=== Exercise goal ===
Transcribe the entries below with complete accuracy, excluding the pictures.
(Raw data)
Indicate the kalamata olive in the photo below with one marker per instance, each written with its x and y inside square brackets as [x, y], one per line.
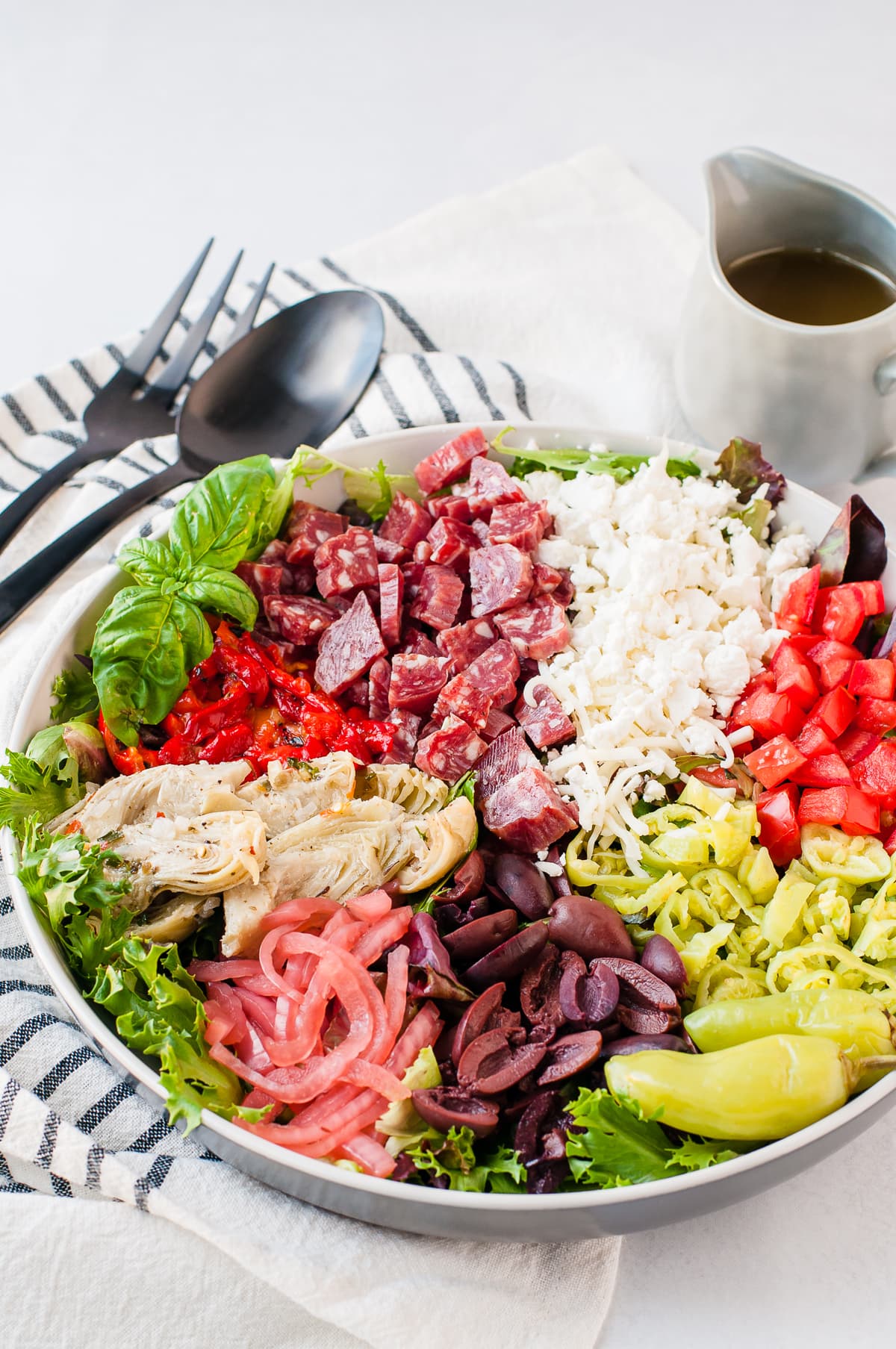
[559, 884]
[476, 1019]
[588, 927]
[511, 958]
[524, 884]
[491, 1065]
[637, 986]
[636, 1043]
[471, 941]
[540, 991]
[660, 958]
[644, 1020]
[568, 1055]
[447, 1108]
[466, 881]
(End Raw data)
=== Reply to the task ===
Indicate the kalamata olive in the photo below with one marker per instance, each written with its x and y inside square brackets as [x, y], one per line.
[559, 884]
[476, 1019]
[588, 927]
[511, 958]
[524, 884]
[491, 1065]
[637, 986]
[636, 1043]
[471, 941]
[540, 991]
[660, 958]
[644, 1020]
[568, 1055]
[447, 1108]
[466, 881]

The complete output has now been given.